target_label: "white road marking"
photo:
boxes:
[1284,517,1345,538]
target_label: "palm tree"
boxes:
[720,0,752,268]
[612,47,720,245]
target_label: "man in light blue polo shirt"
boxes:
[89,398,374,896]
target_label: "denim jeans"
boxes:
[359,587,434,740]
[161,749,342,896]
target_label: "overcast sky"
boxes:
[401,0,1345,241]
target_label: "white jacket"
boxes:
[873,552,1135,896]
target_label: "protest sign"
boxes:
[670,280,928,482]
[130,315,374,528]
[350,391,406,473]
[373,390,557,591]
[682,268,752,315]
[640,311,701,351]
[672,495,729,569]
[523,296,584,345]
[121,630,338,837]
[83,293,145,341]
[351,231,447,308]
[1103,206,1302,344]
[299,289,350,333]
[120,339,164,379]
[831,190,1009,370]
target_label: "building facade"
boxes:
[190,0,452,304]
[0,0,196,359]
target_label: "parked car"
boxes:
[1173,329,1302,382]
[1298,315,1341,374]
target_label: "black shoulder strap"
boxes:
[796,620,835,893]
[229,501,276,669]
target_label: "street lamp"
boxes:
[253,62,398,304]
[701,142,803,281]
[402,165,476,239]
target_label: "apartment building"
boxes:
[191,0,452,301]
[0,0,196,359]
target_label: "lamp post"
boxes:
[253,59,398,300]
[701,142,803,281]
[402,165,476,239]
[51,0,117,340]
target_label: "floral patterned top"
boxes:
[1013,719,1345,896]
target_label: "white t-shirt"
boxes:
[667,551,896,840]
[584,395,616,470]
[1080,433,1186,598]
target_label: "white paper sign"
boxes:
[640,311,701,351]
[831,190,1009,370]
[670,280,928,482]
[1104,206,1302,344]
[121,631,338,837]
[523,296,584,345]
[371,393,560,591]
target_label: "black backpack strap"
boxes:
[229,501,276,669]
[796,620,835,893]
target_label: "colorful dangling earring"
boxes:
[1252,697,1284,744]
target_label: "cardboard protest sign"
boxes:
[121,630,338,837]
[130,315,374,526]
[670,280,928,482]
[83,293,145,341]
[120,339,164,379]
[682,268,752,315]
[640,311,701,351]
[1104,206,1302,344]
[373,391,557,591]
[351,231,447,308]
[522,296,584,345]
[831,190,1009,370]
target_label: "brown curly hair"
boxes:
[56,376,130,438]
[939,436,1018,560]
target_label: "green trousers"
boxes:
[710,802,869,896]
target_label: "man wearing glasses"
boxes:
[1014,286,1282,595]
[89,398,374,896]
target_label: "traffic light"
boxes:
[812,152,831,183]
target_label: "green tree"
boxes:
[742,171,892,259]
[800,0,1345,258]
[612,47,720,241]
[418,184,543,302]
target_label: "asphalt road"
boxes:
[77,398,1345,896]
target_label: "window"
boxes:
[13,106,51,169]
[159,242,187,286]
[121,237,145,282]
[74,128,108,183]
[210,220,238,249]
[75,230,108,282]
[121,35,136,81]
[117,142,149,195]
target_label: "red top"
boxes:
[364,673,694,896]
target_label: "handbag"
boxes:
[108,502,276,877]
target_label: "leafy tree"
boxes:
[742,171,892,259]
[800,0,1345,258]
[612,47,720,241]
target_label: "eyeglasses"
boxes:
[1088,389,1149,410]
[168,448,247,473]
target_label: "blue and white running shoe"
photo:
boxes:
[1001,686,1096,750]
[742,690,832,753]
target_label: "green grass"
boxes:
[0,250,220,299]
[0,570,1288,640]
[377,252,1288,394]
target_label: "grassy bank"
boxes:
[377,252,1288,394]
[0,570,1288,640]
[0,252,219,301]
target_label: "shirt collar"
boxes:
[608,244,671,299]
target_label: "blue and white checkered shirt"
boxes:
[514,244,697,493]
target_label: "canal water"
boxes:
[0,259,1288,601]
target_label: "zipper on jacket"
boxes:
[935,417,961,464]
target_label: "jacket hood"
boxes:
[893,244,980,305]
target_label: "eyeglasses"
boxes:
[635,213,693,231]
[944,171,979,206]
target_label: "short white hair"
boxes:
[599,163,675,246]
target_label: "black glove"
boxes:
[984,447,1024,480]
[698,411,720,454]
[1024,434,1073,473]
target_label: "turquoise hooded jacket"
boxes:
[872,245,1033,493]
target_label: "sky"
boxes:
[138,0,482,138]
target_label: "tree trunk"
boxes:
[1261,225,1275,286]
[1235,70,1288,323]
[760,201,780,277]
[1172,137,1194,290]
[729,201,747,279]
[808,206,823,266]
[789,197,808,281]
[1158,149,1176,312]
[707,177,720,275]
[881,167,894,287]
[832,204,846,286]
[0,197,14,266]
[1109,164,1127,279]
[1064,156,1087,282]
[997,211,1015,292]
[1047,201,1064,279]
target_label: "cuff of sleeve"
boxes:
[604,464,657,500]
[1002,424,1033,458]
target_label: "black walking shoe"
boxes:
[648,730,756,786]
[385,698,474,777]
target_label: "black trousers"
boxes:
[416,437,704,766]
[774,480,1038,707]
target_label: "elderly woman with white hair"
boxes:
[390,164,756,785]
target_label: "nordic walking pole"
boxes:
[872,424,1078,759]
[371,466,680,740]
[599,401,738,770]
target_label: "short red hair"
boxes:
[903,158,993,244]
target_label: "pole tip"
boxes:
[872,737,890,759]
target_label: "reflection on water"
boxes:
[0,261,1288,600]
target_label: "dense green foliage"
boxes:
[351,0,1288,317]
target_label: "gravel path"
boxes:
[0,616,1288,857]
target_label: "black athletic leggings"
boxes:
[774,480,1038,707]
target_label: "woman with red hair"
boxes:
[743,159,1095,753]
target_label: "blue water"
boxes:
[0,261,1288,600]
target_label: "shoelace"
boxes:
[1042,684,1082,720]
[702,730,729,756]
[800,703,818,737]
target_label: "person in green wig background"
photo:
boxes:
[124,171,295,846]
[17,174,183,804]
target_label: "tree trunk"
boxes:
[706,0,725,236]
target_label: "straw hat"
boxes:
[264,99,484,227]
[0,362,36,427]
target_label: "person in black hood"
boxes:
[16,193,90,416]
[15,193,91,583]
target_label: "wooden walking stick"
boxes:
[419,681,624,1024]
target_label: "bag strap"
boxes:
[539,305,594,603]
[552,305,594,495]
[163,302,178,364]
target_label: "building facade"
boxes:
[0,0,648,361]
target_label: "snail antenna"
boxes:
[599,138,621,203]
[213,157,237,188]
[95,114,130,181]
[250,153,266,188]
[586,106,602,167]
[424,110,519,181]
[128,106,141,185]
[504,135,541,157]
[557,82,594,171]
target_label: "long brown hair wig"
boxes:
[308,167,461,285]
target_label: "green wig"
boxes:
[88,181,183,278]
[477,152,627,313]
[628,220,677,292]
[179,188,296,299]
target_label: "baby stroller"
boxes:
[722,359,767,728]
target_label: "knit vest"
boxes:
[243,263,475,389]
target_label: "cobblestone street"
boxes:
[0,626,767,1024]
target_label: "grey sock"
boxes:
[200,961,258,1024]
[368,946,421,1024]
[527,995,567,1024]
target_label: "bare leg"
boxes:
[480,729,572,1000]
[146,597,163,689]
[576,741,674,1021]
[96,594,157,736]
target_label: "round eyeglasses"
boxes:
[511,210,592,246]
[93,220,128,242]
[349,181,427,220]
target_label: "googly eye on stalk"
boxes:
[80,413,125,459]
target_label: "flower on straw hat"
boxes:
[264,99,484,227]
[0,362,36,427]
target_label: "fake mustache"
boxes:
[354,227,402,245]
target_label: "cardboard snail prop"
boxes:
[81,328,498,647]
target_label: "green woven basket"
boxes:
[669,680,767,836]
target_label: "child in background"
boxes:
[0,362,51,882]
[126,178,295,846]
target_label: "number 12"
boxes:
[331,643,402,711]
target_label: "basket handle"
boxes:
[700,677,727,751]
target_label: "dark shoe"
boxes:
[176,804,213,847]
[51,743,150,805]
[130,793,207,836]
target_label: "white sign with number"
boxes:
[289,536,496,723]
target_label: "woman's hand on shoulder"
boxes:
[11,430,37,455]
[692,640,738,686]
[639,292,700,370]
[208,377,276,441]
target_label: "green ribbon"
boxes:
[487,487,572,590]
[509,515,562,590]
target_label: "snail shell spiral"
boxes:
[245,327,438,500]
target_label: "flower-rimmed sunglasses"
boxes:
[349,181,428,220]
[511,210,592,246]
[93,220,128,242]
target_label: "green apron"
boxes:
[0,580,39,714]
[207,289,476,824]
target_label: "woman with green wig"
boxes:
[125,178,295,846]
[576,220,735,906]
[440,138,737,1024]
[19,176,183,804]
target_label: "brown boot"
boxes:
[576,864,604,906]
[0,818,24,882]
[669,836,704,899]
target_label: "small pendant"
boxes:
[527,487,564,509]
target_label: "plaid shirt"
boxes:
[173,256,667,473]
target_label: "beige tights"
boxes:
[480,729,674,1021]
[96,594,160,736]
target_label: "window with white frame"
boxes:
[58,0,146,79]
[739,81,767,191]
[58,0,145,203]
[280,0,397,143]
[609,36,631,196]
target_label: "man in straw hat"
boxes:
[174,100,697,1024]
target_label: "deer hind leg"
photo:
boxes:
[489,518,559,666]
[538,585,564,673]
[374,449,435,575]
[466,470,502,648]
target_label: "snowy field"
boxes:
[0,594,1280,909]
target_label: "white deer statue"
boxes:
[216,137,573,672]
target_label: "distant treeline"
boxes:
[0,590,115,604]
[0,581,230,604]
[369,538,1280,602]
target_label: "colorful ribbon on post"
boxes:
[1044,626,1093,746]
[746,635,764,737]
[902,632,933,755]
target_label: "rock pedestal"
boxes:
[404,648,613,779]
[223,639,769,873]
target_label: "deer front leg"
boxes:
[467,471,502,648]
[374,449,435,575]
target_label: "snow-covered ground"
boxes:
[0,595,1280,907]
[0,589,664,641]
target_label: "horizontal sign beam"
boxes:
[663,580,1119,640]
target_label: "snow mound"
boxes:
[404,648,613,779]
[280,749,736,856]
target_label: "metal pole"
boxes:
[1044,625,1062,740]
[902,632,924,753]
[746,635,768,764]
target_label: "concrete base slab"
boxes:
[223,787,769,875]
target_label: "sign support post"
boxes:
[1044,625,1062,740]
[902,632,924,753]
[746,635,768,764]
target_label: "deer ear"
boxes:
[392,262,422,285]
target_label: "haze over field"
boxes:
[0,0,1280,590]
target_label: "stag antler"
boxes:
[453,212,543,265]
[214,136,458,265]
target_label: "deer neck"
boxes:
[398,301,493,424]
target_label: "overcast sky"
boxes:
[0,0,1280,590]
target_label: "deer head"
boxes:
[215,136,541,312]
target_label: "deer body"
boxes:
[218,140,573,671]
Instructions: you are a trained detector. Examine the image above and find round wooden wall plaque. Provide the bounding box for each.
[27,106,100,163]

§ PROBLEM TO WORK ON
Only the lines from the one containing "Instructions: you are" through the end of the material should be reproduced, exactly, with both ends included.

§ SOLUTION FOR THIS TASK
Instructions: you are a trained detector. Examine the image above and find round wooden wall plaque. Provide the bounding box for each.
[27,106,100,163]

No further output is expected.